* **WHAT IS REQUIRED**: From the records below, copy out each line that has the word "siding".

* **Saved entries**:
*** Begin section ***

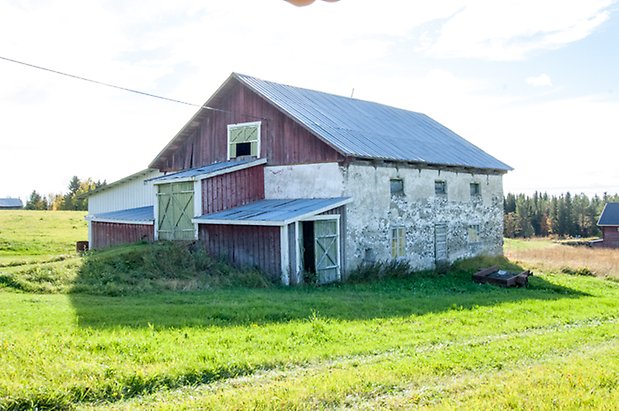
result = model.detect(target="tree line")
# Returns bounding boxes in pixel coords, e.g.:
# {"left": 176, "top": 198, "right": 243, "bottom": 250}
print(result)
{"left": 25, "top": 176, "right": 106, "bottom": 211}
{"left": 504, "top": 192, "right": 619, "bottom": 238}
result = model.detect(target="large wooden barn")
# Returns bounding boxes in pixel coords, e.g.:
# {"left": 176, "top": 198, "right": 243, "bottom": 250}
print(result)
{"left": 86, "top": 73, "right": 511, "bottom": 284}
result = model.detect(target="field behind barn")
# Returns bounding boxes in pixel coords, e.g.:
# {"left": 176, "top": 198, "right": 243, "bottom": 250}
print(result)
{"left": 1, "top": 211, "right": 618, "bottom": 410}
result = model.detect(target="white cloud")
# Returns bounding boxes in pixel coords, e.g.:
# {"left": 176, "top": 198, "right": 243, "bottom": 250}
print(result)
{"left": 424, "top": 0, "right": 614, "bottom": 60}
{"left": 526, "top": 74, "right": 553, "bottom": 87}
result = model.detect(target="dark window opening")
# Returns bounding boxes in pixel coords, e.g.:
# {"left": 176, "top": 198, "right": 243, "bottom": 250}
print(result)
{"left": 435, "top": 180, "right": 447, "bottom": 195}
{"left": 390, "top": 178, "right": 404, "bottom": 195}
{"left": 235, "top": 142, "right": 252, "bottom": 157}
{"left": 470, "top": 183, "right": 481, "bottom": 196}
{"left": 302, "top": 221, "right": 316, "bottom": 274}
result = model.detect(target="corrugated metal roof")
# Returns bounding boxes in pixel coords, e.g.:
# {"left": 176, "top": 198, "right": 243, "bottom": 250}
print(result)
{"left": 235, "top": 73, "right": 511, "bottom": 171}
{"left": 598, "top": 203, "right": 619, "bottom": 226}
{"left": 194, "top": 197, "right": 351, "bottom": 226}
{"left": 89, "top": 206, "right": 154, "bottom": 224}
{"left": 148, "top": 158, "right": 266, "bottom": 184}
{"left": 0, "top": 198, "right": 23, "bottom": 208}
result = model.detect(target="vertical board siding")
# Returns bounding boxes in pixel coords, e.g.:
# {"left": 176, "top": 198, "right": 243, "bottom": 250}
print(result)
{"left": 200, "top": 224, "right": 280, "bottom": 281}
{"left": 202, "top": 165, "right": 265, "bottom": 214}
{"left": 91, "top": 222, "right": 153, "bottom": 249}
{"left": 156, "top": 81, "right": 342, "bottom": 171}
{"left": 602, "top": 226, "right": 619, "bottom": 248}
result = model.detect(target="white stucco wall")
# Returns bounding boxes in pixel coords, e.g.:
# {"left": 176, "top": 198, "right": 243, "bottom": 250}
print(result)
{"left": 264, "top": 162, "right": 344, "bottom": 199}
{"left": 341, "top": 162, "right": 504, "bottom": 272}
{"left": 88, "top": 169, "right": 163, "bottom": 215}
{"left": 264, "top": 161, "right": 505, "bottom": 273}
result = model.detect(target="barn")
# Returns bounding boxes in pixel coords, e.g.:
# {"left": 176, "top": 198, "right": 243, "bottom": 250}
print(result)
{"left": 594, "top": 203, "right": 619, "bottom": 248}
{"left": 86, "top": 73, "right": 511, "bottom": 284}
{"left": 0, "top": 198, "right": 23, "bottom": 210}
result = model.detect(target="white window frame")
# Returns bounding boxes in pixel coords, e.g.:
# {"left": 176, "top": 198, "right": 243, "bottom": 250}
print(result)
{"left": 391, "top": 226, "right": 406, "bottom": 259}
{"left": 468, "top": 224, "right": 480, "bottom": 243}
{"left": 227, "top": 121, "right": 261, "bottom": 160}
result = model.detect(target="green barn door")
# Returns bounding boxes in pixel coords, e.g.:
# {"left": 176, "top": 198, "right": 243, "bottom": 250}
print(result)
{"left": 314, "top": 219, "right": 339, "bottom": 284}
{"left": 157, "top": 182, "right": 195, "bottom": 240}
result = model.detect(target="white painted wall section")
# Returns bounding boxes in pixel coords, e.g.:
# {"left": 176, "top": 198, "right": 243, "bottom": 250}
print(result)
{"left": 264, "top": 162, "right": 344, "bottom": 199}
{"left": 88, "top": 169, "right": 163, "bottom": 215}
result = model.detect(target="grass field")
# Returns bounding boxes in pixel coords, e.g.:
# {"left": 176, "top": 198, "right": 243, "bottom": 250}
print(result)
{"left": 1, "top": 211, "right": 618, "bottom": 410}
{"left": 505, "top": 237, "right": 619, "bottom": 280}
{"left": 0, "top": 210, "right": 87, "bottom": 265}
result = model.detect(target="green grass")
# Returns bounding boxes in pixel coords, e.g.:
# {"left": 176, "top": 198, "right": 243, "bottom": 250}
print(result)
{"left": 1, "top": 270, "right": 618, "bottom": 410}
{"left": 1, "top": 213, "right": 618, "bottom": 409}
{"left": 0, "top": 210, "right": 87, "bottom": 266}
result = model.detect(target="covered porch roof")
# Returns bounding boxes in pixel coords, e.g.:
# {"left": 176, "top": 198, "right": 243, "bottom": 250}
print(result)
{"left": 86, "top": 206, "right": 154, "bottom": 225}
{"left": 193, "top": 197, "right": 351, "bottom": 226}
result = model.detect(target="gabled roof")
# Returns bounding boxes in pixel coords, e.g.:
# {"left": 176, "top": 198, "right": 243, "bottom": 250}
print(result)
{"left": 0, "top": 198, "right": 23, "bottom": 208}
{"left": 151, "top": 73, "right": 511, "bottom": 172}
{"left": 193, "top": 197, "right": 352, "bottom": 226}
{"left": 598, "top": 203, "right": 619, "bottom": 226}
{"left": 147, "top": 158, "right": 266, "bottom": 184}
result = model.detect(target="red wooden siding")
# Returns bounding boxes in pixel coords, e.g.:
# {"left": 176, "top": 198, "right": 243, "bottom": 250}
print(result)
{"left": 199, "top": 224, "right": 281, "bottom": 280}
{"left": 91, "top": 222, "right": 153, "bottom": 249}
{"left": 202, "top": 165, "right": 265, "bottom": 215}
{"left": 601, "top": 226, "right": 619, "bottom": 248}
{"left": 155, "top": 80, "right": 343, "bottom": 171}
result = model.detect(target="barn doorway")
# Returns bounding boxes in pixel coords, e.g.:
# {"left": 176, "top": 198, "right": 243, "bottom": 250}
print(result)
{"left": 299, "top": 218, "right": 340, "bottom": 284}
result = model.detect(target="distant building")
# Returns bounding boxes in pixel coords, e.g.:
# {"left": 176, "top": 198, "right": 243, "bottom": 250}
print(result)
{"left": 594, "top": 203, "right": 619, "bottom": 248}
{"left": 0, "top": 198, "right": 23, "bottom": 210}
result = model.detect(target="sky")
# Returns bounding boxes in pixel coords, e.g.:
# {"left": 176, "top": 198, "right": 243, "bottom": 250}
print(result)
{"left": 1, "top": 0, "right": 618, "bottom": 203}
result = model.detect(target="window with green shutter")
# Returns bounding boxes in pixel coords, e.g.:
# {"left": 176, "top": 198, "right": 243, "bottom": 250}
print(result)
{"left": 227, "top": 122, "right": 260, "bottom": 160}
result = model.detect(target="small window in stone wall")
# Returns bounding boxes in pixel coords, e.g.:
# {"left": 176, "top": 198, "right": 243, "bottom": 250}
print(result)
{"left": 391, "top": 227, "right": 406, "bottom": 258}
{"left": 468, "top": 224, "right": 480, "bottom": 243}
{"left": 390, "top": 178, "right": 404, "bottom": 195}
{"left": 435, "top": 180, "right": 447, "bottom": 195}
{"left": 470, "top": 182, "right": 481, "bottom": 197}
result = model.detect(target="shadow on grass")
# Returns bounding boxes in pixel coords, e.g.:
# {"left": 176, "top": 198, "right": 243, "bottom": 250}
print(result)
{"left": 70, "top": 257, "right": 589, "bottom": 329}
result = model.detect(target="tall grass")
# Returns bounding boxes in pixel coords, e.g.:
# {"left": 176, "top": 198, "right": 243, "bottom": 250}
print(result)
{"left": 505, "top": 238, "right": 619, "bottom": 280}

*** End section ***

* **RESPONSE TO THIS TASK**:
result = model.detect(target="vertical board siding")
result = model.detect(target="red wooden siding")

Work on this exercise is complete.